But, weed really isn't for me.

I'm high as I write this...

My mind is so clouded...

I can't say if this feeling is good or bad,

But it works right now.

I look forward to the pill, lol.

-----

Hmm.

This is an interesting one.

Some of it didn't age well, lol.

-I still love the act and thought of 69, as any sane person should!

-The part about weed "not being for me" was true at that point in my life, and I am still grateful that I didn't start my smoking journey till my late 20s. I couldn't imagine being high in high school, lbvs. I am sure that I have at least a mild form of ADD, folks. This and my hyperactive imagination would not have been a good combination.

I started smoking at a later age, and mostly for my existential anxiety. It works well for me, and keeps the edge off, you know?

If you know, you know.

-The singer known as Seal has a song called Kiss from a Rose. In that song, he says:

"Love remains, the drug that's the high, not the pill."

I've always felt that.

I've always agreed to that.

I think that the pill is not love, but the effect of it. The pill is the person who inspires that love within you. Love is the high that comes from said pill.

I was waiting for something more.

For her.

That gorgeous, gothic, raincloud of a woman.

She -to me- was the pill, and loving her made me feel a natural, pleasant sort of potent, palpable high.

I didn't need any form of outside help, just as long as I could interact with her...

I feel like that is what "the love of your life" kinda feels like, you know?

That level of...attraction. Magnetism. Chemistry.

Delusion?

• [RECORDS SHOWN]
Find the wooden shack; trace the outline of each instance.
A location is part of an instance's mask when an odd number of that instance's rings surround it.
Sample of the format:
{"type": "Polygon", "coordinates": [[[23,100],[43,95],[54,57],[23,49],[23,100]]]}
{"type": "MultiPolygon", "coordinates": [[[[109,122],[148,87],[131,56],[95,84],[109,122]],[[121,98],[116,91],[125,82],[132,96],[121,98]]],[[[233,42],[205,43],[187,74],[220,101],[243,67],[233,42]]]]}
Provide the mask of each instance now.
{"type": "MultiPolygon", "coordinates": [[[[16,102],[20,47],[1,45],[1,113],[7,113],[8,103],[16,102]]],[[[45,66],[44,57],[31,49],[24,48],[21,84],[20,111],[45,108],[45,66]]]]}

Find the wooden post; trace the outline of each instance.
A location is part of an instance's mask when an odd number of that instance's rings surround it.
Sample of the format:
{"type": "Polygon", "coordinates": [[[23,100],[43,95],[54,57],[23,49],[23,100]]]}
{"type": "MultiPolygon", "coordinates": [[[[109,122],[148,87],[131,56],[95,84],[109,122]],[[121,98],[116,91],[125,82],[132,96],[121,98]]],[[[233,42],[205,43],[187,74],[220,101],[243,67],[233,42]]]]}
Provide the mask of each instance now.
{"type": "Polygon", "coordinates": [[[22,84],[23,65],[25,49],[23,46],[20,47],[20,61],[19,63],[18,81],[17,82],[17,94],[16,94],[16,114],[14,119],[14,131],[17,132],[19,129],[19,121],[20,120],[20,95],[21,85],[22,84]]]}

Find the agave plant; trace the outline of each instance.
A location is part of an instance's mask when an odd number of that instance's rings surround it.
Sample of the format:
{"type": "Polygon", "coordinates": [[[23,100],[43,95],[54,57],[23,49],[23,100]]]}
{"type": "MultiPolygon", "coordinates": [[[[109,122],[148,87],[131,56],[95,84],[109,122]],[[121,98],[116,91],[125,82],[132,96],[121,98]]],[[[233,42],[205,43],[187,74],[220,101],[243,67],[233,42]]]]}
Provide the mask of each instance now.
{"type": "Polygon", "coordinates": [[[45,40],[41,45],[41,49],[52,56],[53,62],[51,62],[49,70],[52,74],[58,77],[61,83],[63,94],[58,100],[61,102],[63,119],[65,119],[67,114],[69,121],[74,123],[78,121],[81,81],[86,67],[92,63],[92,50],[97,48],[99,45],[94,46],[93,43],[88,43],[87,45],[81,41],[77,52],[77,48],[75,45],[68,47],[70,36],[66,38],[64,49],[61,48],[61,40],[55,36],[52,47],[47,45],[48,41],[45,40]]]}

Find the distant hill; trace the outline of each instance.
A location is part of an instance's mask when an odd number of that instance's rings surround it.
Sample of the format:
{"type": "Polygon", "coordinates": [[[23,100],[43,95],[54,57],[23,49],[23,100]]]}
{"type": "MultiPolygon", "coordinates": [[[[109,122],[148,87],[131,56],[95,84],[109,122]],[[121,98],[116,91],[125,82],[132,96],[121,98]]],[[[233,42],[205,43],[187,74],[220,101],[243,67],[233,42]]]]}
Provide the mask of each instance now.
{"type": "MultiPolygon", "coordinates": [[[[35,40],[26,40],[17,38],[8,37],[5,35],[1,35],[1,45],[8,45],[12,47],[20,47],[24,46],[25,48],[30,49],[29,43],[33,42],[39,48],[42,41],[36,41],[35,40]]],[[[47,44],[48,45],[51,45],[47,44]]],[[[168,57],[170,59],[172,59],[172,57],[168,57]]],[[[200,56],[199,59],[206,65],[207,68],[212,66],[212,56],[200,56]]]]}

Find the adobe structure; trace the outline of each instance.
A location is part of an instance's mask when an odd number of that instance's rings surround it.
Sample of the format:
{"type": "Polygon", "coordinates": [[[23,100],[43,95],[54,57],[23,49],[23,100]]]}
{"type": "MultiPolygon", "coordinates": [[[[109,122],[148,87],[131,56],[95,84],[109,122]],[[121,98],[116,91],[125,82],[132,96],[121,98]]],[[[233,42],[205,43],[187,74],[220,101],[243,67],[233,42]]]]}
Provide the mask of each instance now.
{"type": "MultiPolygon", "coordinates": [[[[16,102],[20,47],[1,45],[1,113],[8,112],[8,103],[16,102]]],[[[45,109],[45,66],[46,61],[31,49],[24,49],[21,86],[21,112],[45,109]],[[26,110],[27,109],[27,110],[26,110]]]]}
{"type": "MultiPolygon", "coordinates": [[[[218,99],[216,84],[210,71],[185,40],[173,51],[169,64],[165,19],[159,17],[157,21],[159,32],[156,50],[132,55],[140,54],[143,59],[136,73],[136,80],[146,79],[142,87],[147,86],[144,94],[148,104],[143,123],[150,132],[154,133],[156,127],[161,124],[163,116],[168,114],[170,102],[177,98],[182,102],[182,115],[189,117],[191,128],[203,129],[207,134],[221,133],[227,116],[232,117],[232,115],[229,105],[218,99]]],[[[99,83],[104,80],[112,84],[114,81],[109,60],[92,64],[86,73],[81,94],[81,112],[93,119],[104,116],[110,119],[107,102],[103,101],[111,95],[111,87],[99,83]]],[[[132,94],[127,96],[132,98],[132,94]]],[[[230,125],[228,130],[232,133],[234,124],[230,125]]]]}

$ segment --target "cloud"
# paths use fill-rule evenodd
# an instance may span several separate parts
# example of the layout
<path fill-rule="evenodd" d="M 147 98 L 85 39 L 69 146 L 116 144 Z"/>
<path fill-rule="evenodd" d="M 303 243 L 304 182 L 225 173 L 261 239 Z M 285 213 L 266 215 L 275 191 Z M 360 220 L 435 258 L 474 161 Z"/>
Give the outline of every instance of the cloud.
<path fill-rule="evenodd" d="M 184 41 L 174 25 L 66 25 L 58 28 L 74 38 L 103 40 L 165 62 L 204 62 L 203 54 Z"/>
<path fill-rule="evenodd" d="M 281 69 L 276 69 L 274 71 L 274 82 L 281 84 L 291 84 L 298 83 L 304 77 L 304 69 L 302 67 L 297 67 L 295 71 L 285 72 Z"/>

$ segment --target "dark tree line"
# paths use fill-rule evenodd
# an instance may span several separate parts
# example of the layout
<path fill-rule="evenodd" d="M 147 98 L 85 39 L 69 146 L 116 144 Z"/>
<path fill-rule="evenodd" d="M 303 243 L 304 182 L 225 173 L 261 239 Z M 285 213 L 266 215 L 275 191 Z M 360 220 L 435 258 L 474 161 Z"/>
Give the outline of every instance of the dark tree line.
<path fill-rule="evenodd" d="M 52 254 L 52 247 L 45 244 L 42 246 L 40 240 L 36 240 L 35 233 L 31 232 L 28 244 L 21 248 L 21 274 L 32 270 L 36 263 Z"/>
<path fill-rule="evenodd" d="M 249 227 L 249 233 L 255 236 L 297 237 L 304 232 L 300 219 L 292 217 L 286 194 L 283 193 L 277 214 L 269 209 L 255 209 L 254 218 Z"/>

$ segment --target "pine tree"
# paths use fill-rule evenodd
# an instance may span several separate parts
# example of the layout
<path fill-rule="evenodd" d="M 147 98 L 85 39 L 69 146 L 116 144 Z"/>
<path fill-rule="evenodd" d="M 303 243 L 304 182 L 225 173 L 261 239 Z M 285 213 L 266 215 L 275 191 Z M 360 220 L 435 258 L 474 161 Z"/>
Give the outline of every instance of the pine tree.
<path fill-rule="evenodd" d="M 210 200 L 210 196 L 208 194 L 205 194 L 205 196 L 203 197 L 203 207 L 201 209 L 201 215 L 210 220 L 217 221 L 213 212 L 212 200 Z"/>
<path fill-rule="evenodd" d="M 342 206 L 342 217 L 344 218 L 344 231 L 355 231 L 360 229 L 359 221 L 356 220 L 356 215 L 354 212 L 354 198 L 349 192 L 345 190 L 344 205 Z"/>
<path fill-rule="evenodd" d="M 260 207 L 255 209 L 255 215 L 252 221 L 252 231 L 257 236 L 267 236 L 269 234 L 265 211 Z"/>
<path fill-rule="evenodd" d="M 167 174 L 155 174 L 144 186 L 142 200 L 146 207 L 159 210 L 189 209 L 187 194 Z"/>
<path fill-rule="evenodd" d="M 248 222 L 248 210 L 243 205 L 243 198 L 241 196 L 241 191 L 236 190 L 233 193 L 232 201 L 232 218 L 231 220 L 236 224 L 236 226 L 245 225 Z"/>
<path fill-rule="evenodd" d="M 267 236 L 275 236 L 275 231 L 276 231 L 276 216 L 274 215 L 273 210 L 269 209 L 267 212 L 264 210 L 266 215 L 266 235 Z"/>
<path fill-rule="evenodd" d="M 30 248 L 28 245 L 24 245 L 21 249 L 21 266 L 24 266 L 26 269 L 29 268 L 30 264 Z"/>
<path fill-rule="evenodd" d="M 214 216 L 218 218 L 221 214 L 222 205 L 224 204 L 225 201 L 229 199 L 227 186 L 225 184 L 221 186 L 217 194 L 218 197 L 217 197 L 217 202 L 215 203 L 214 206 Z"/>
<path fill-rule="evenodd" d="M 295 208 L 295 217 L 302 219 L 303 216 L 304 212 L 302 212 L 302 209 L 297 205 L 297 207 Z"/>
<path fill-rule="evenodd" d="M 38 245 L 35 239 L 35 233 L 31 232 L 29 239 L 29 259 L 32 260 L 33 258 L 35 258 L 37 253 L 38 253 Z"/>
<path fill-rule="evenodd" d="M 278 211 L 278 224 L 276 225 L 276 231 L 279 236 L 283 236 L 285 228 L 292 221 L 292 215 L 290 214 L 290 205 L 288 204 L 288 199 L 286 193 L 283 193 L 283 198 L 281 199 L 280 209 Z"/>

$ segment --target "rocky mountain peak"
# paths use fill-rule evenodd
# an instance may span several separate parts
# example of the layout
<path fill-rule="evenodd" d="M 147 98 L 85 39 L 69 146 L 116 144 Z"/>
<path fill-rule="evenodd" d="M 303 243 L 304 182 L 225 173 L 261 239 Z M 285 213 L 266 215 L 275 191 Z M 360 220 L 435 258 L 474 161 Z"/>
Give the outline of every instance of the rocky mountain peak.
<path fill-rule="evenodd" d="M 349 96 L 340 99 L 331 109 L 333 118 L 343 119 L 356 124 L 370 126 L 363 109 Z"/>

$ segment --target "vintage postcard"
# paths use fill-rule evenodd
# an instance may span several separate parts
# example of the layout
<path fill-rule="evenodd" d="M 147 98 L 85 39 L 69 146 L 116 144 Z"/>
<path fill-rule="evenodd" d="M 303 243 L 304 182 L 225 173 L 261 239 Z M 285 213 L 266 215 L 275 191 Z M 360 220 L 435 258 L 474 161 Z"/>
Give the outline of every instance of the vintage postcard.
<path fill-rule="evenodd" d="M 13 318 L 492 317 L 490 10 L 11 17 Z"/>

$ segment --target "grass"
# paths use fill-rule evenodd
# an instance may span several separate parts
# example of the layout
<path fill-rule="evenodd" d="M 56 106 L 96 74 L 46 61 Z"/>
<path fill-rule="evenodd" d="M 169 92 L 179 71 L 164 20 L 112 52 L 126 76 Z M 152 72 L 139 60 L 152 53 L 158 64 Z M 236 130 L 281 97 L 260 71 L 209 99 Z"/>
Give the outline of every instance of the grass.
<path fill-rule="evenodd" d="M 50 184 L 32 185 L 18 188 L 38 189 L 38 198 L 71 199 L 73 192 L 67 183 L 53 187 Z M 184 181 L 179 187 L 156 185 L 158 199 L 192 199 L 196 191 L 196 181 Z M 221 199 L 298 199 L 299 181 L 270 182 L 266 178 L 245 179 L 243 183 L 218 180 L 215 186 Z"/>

• [REQUIREMENTS]
- a) Which Seal song does the excerpt quote in its line about love and the pill?
- b) Reproduce the excerpt from the words "This is an interesting" and stop after "a good combination.".
The material has no connection to the excerpt.

• [WORKED ANSWERS]
- a) Kiss from a Rose.

- b)
This is an interesting one.

Some of it didn't age well, lol.

-I still love the act and thought of 69, as any sane person should!

-The part about weed "not being for me" was true at that point in my life, and I am still grateful that I didn't start my smoking journey till my late 20s. I couldn't imagine being high in high school, lbvs. I am sure that I have at least a mild form of ADD, folks. This and my hyperactive imagination would not have been a good combination.